### SELECTED TEXT:
□ □ □
Global Circulation and Weather Systems Notes

Atmospheric Pressure

  • Atmospheric pressure is the force exerted on you by the weight of the atmosphere.
  • Gravity pulls gasses down to earth, creating weight.
  • Atmospheric pressure decreases as altitude increases.
  • 99% of the atmosphere is found in the first 32 km.
  • Standard atmospheric pressure:
    • 15 \frac{lb}{in^2} (psi)
    • 1013.2 mb (metric unit)

Measuring Atmospheric Pressure

  • A barometer measures the rise and fall of atmospheric pressure.
    • Aneroid Barometer: Expansion or contraction of a vacuum chamber, caused by a change in pressure, forces a pointer to move.
    • Mercurial Barometer: Atmospheric pressure forces mercury upwards into a graduated glass tube.

Atmospheric Pressures

  • Air masses rise and fall within the atmosphere, dependent on the cooling/heating of the Earth’s surface.
    • Cooling air leads to sinking air and High Pressure.
    • Warming air leads to rising air and Low Pressure.

Wind - Why does air move?

  • Unbalanced air pressures are caused by unequal heating in the atmosphere.
  • High pressure moves to low pressure.

High and Low Pressure Zones

  • High Pressure: Cold sinking air
  • Low Pressure: Warm rising air
  • Convection Currents

Isobars and Pressure Gradient

  • Isobars: lines that connect equal points of pressure
  • Pressure Gradient: A change of atmospheric pressure measured along a line at right angles to the isobars
  • Pressure Gradient is perpendicular to isobar lines

Specific Heat Properties of Land and Water

  • Land (solid): heats fast, cools fast
  • Water (liquid): heats slow, cools slow

Local Winds and Convection Loops

  • Daytime: Sea breeze (Cool air from the sea moves towards the warm land)
  • Nighttime: Land breeze (Cool air from the land moves towards the warm sea)

Cyclones, Anticyclones, and The Coriolis Effect

  • The Coriolis Effect: Global winds, ocean currents, and airplanes are deflected due to the earth’s rotation.
□ □ □
### DATASET EXCERPT:
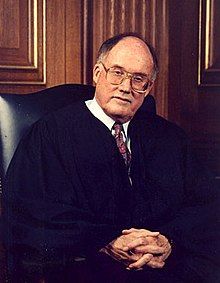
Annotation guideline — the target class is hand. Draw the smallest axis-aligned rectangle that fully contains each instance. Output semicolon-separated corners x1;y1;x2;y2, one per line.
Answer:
□ □ □
### SET EXERCISE 1:
Answer these questions from the weather systems notes:
(a) What share of the atmosphere lies within the first 32 km?
(b) In a mercurial barometer, what does atmospheric pressure force upward, and into what?
(c) What breeze occurs at night, and which way does the cool air move?
### SET EXERCISE 2:
Continue the weather systems notes, starting after the bullet on the Coriolis Effect.
The listing is separate material from the weather systems notes.

### TASK RESULT 1:
(a) 99%
(b) Mercury, into a graduated glass tube
(c) A land breeze, with cool air moving from the land toward the warm sea

### TASK RESULT 2:
  • Deflection occurs whether the object is moving north, south, east, or west.

Deflection of Winds

  • Winds are deflected to the right in the Northern Hemisphere.
  • Winds are deflected to the left in the Southern Hemisphere.

High and Low Pressure Systems

  • High Pressure (anticyclone):
    • Air spirals downward and outward (subsiding air mass).
    • In the Northern Hemisphere, it rotates clockwise outwards.
    • In the Southern Hemisphere, it rotates counter-clockwise outwards.
  • Low Pressure (cyclone):
    • Air spirals inwards and upwards.
    • In the Northern Hemisphere, it rotates counter-clockwise inwards.
    • In the Southern Hemisphere, it rotates clockwise inwards.

Characteristics of Pressure Systems

  • Low Pressure (cyclones):
    • Air rises (inward and outward).
    • Adiabatic processes cause expansion of air.
    • Air cools and condenses, typically forming clouds.
    • Associated with cloudy, rainy weather (“Bad Weather”).
  • High Pressure (anticyclone):
    • Air subsides (downward and outward).
    • Adiabatic processes cause compression of air.
    • Air warms, leading to no condensation.
    • Associated with fair weather (“Good Weather”).

Global Wind Patterns

  • Angle of insolation, seasonal changes, and the earth’s albedo cause a difference in the amount of solar radiation the earth receives.
  • Warm air rises (Low Pressure) on the equator.
  • Cold air sinks (High Pressure) in the polar areas.

Global Convection Wind Current

  • Low pressure: hot air rises
  • High pressure: cold air sinks

Coriolis Effect and Convective Flow

  • The Coriolis Effect breaks the convective flow of air into convective belts.
    • Hadley cell: lies between the equator and 30° latitude; air deflected from the northeast to the southwest.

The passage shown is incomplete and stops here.